**STATED EXERCISE:** Rewrite the records below, replacing "dot" with "marker" and leaving everything else unchanged. Omit the pictures from your answer.

[Records from a data source]

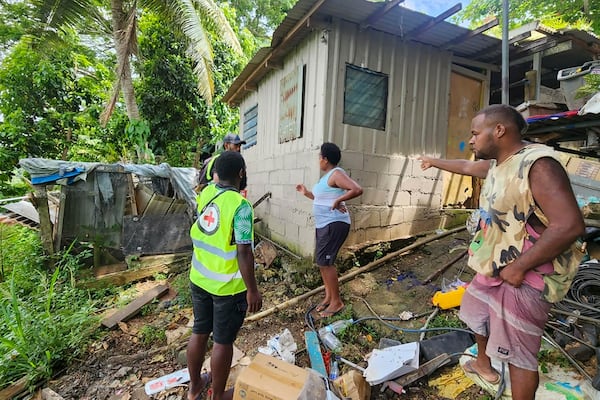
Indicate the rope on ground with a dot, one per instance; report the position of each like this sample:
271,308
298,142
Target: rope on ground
354,273
583,297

**OUTPUT OF THE TASK:**
Indicate the rope on ground with a marker, one per instance; report the position of each like this sample:
271,308
298,142
Target: rope on ground
354,273
583,297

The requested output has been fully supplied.